The key messages of the article are:

  • Greater circularity and more efficient use of materials present new opportunities for further reducing greenhouse gas emissions.
  • A new methodology can help to identify which circular economy actions in each sector can make the most promising contributions to meeting targets to reduce emissions and to achieving climate neutrality in Europe.
  • In the buildings sector, selected circular economy actions can lead to reductions of up to 61 % in the materials-related greenhouse gases emitted across buildings’ life cycles.

The article is based on a study conducted by Ramboll. The results of the study are shown in Figure 1. The figure demonstrates that all four phases of a building’s life cycle offer opportunities for substantially reducing emissions. The greatest potential is in the design, production and demolition and waste management phases, which also reflects these phases’ heavy influence on material flows.

Figure 1
SourceRamboll et al. (2020).

Most of the shortlisted circular economy actions are promising as pathways towards reducing emissions in the next 30 years. However, three offer the greatest reductions compared with the baseline:

  • in the design phase, 12 % emission reductions through reducing overspecification of concrete in building plans
  • in the production phase, 16 % emission reductions through using innovative and alternative cement types
  • in the demolition and waste management phase, 15 % emission reductions through reusing structural steel.

These three actions focus directly on making the flows of steel, cement and concrete more efficient, as these constitute some of the most emission-intensive materials used in the buildings sector. This emission intensity applies to the design phase, where overspecification drives up the use of greenhouse gas-intensive materials without a concomitant increase in quality. It also applies to the construction and waste management and demolition phases, where choices in the handling and possible reuse of these materials can have a critical impact on the resulting emissions.

Circular economy actions that reduce the demand for such emission-intensive materials can therefore deliver some of the most promising emission reductions in the material flows of the buildings sector, especially within the 2050 time-frame of this study. This makes these types of actions ideal for inclusion in roadmaps towards major emission reductions by 2030 and climate neutrality by 2050.

SET PROBLEM 1: Select every line of the rows that contains the word "flower".
The rows have no connection to the article.

PROVIDED DATA:

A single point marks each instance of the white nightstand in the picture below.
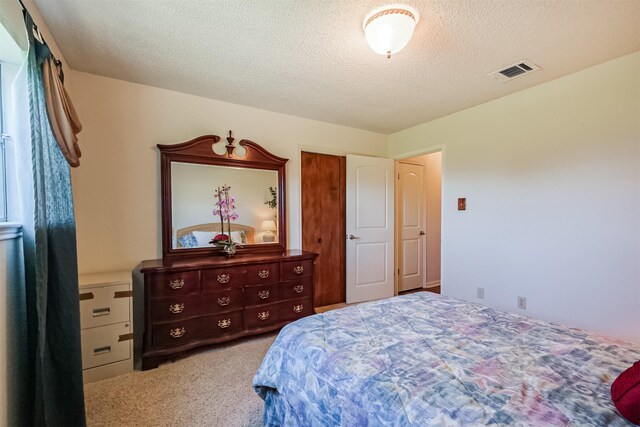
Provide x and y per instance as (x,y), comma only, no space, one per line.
(106,322)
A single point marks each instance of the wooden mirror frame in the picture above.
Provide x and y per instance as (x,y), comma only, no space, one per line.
(200,151)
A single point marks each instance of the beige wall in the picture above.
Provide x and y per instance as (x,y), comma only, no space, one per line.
(432,175)
(551,175)
(117,187)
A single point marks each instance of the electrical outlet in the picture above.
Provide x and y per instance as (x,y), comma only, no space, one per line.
(522,303)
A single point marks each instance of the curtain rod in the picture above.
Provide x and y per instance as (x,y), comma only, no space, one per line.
(35,27)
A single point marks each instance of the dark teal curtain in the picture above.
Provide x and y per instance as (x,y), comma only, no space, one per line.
(56,395)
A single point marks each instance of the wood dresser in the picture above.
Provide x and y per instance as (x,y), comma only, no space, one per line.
(191,302)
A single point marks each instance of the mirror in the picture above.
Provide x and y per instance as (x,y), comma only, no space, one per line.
(191,172)
(254,192)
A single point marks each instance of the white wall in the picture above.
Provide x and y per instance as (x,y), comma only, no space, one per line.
(552,180)
(117,187)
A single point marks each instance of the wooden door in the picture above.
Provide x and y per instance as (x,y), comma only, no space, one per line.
(411,213)
(370,226)
(323,223)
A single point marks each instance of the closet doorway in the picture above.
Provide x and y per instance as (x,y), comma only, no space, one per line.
(418,225)
(323,187)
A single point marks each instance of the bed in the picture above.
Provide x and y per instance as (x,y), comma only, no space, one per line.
(199,235)
(424,359)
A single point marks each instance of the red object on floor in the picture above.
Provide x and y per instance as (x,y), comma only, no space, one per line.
(625,393)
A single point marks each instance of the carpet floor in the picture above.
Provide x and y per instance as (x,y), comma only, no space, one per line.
(211,387)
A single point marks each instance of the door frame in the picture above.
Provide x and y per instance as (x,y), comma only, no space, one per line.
(397,234)
(408,155)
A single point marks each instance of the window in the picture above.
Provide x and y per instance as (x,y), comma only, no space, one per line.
(3,156)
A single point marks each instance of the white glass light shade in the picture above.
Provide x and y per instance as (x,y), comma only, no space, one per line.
(388,29)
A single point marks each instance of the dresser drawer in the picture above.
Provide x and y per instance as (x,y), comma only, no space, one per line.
(182,307)
(295,269)
(103,345)
(223,278)
(263,274)
(298,288)
(260,295)
(262,316)
(181,332)
(171,284)
(293,310)
(104,305)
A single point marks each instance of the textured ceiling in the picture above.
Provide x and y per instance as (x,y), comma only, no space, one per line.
(309,58)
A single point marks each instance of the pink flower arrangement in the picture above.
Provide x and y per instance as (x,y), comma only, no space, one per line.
(226,210)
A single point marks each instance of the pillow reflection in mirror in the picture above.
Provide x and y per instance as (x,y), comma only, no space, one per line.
(188,241)
(204,237)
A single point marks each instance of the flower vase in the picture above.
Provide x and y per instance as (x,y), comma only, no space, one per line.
(230,250)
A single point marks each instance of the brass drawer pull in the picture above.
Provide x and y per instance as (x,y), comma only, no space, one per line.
(176,284)
(177,332)
(176,308)
(97,312)
(101,350)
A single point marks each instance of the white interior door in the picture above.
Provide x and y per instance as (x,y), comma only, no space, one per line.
(411,217)
(370,239)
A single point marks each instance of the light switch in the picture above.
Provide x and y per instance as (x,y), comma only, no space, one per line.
(462,203)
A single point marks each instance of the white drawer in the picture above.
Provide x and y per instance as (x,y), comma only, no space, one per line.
(103,345)
(99,306)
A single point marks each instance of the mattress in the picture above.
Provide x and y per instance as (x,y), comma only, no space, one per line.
(424,359)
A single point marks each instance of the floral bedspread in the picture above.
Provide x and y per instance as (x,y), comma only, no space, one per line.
(423,359)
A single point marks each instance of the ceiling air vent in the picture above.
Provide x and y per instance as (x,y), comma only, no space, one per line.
(516,70)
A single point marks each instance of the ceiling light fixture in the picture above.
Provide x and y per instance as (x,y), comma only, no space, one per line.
(388,29)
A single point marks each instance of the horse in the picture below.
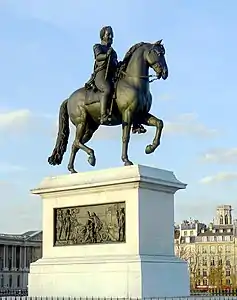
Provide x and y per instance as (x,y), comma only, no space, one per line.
(131,105)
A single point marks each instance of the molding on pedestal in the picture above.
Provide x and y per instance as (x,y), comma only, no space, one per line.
(163,179)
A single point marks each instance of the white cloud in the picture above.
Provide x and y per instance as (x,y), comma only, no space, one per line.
(14,120)
(221,156)
(23,120)
(8,168)
(219,177)
(189,124)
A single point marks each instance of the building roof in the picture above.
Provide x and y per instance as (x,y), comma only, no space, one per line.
(19,237)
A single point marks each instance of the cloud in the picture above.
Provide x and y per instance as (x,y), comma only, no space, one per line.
(221,156)
(189,124)
(25,210)
(8,168)
(219,177)
(23,120)
(14,120)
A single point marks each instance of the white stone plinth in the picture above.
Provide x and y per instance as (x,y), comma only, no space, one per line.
(143,266)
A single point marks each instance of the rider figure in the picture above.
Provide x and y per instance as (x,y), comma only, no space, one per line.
(105,66)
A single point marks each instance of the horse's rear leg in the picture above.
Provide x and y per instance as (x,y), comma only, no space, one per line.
(151,120)
(84,132)
(126,126)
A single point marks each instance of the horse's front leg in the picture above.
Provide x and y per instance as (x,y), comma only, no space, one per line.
(126,127)
(151,120)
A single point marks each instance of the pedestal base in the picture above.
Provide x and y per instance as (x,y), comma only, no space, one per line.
(131,255)
(114,276)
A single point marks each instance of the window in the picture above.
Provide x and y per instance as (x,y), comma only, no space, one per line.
(213,249)
(10,281)
(221,220)
(227,249)
(226,219)
(18,280)
(211,238)
(227,262)
(1,263)
(204,261)
(2,281)
(212,261)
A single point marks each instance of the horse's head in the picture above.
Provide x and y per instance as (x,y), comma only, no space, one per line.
(156,59)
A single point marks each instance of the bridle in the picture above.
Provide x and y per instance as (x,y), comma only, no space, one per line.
(155,77)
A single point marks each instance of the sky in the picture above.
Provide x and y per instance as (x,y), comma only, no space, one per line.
(46,54)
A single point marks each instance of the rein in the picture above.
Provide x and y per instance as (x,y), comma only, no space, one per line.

SET PROBLEM 2: Return the part of the article starting at "The key messages" and ending at "buildings’ life cycles.", copied word for word.

WRITTEN REPLY 1:
A single point marks each instance of the pink flower arrangement in the picture above.
A single point marks each instance of the flower vase in the picture above.

WRITTEN REPLY 2:
The key messages of the article are:

  • Greater circularity and more efficient use of materials present new opportunities for further reducing greenhouse gas emissions.
  • A new methodology can help to identify which circular economy actions in each sector can make the most promising contributions to meeting targets to reduce emissions and to achieving climate neutrality in Europe.
  • In the buildings sector, selected circular economy actions can lead to reductions of up to 61 % in the materials-related greenhouse gases emitted across buildings’ life cycles.